▶ **Listing**
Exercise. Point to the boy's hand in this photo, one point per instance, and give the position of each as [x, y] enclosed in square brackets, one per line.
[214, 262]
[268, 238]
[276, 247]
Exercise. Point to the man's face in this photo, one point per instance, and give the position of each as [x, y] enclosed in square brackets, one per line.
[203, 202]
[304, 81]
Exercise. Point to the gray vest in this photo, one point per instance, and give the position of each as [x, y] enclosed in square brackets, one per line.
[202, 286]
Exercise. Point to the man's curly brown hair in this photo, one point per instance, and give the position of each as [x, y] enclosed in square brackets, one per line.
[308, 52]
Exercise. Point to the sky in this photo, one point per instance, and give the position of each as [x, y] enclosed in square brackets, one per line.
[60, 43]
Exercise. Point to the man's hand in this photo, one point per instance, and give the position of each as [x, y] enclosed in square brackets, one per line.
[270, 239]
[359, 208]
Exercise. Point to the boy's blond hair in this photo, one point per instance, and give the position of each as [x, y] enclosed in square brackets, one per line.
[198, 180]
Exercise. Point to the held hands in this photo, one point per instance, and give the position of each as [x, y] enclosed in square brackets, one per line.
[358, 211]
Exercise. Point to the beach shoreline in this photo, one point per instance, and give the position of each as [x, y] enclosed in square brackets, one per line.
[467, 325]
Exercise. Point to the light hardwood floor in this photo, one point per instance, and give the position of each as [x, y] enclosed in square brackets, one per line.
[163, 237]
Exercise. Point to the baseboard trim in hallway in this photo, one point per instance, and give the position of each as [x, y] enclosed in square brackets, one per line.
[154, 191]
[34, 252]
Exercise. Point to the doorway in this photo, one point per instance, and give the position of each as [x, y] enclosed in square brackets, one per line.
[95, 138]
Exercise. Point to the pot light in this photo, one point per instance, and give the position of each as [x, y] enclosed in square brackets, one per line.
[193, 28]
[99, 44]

▶ **Task brief**
Revise the records above by changing every "enclosed in square brackets" to "inside square brackets" and leaving all other text as it stands.

▶ **Solution**
Exercise. Point to the boy's hand in this photo, one point per instance, and give the position of each as [x, y] inside square brackets, one per line.
[214, 262]
[268, 238]
[276, 247]
Exercise. Point to the man's face in this photo, one point per instance, and give the position of each as [x, y] inside square brackets, one per line.
[203, 202]
[304, 81]
Exercise. Point to the gray vest in this photo, one point per instance, and give the position of each as [x, y] inside square brackets, one per line.
[202, 286]
Exercise. Point to the man's curly brown hair in this photo, one point per instance, and give the position of each as [x, y] inside square brackets, one per line.
[308, 52]
Exercise. Point to the sky in this photo, one point per instance, and give the position of each as [x, y] inside square brackets, one per line.
[60, 43]
Exercise. Point to the man's hand in this photo, one point per instance, and give the position of each as [x, y] inside square brackets, one per line.
[270, 239]
[359, 208]
Exercise. Point to the boy's blond hair in this photo, one point per instance, and give the position of each as [x, y] inside square brackets, one per line.
[198, 180]
Exercise. Point to the held hands in this photo, one point per instance, and give the position of each as [x, y] inside square brackets, one per line.
[358, 211]
Exercise. Point to the beach shoreline in this photo, one point per instance, and give the position of each as [x, y] inside square brackets, one per line.
[467, 325]
Exercise. Point to the light hardwood floor in this photo, one point per instance, and give the position of each as [x, y] inside square brackets, one per line.
[163, 237]
Exercise. Point to the baseboard trim in hallway in this photo, one point per instance, and give the position of each as [x, y] inside square brackets, one per line.
[154, 191]
[34, 252]
Exercise. Point to the doorway in this photo, one point per instance, and give the position of each as [x, y] inside square brackets, one per line.
[95, 138]
Exercise. Point to the pot light in this photo, one point per instance, and give the position of each as [x, y] inside square brackets, one per line.
[193, 28]
[99, 44]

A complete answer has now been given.